*What to produce:* Count how many lines of the data below contain the string "window"; the reply should be that number alone.

*Working data:*
--- START ---

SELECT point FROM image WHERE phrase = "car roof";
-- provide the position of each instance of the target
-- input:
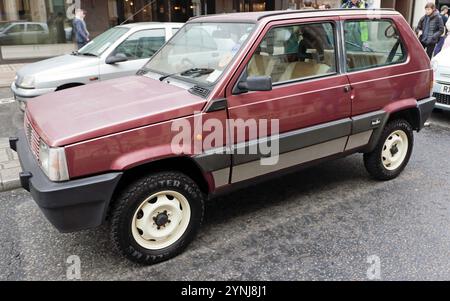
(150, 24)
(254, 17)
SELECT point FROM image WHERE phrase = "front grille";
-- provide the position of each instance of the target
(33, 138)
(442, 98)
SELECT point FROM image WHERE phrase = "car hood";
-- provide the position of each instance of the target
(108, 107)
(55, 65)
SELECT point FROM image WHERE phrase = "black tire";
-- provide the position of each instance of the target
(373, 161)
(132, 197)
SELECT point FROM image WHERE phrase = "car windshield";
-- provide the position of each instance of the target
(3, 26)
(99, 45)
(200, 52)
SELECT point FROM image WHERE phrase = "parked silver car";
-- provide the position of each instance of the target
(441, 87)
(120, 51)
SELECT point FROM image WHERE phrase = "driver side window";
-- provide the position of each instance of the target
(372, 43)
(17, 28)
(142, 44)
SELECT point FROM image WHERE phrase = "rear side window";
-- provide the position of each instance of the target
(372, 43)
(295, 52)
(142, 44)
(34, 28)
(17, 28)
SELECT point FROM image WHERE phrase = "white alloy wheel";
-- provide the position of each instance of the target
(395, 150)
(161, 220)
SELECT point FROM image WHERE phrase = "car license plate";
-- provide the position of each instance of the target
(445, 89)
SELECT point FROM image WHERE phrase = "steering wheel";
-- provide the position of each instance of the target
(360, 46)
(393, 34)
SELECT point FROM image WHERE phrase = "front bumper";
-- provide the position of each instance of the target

--- END ---
--- START ---

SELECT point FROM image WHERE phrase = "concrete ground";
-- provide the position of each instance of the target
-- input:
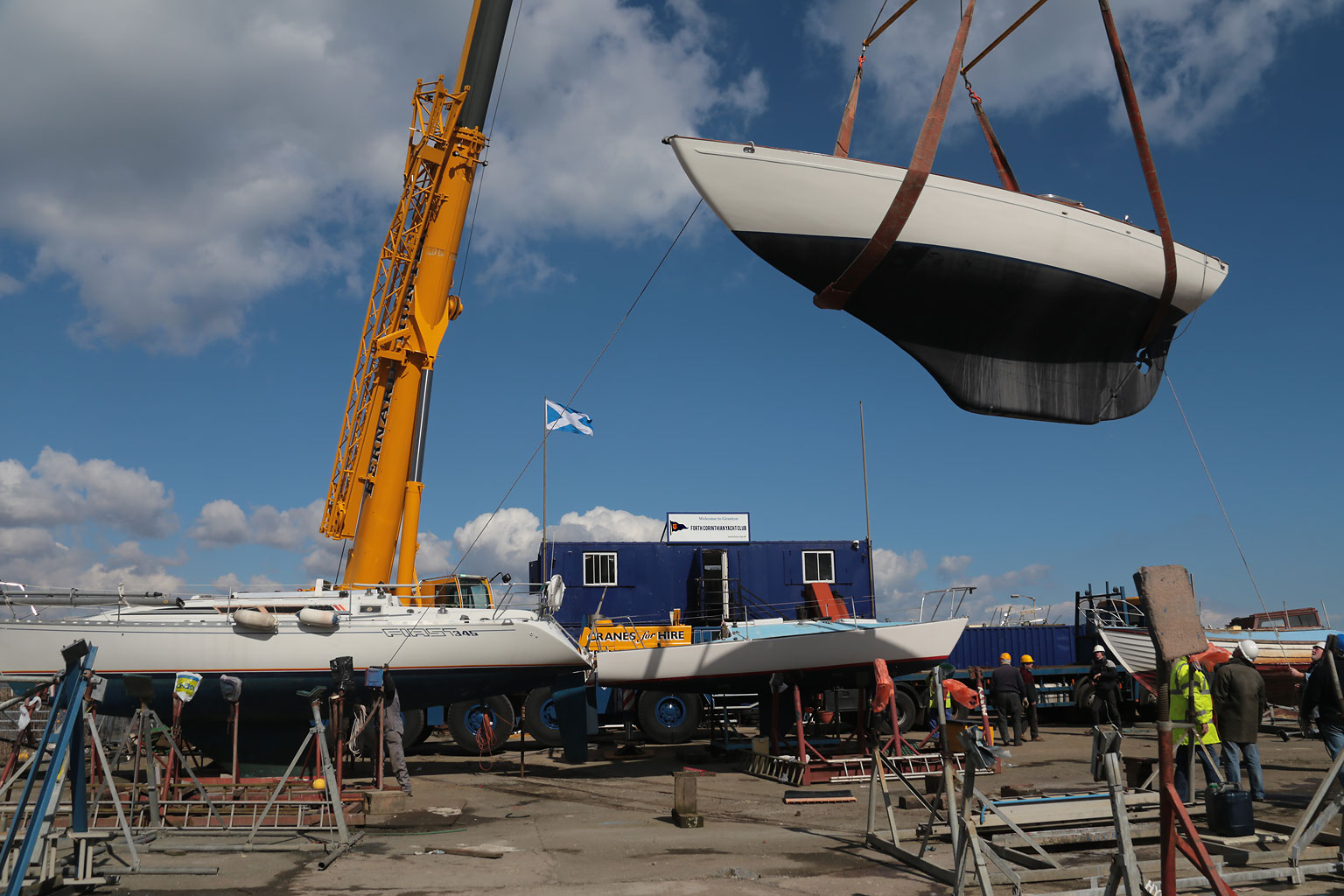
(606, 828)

--- END ---

*Exercise output:* 2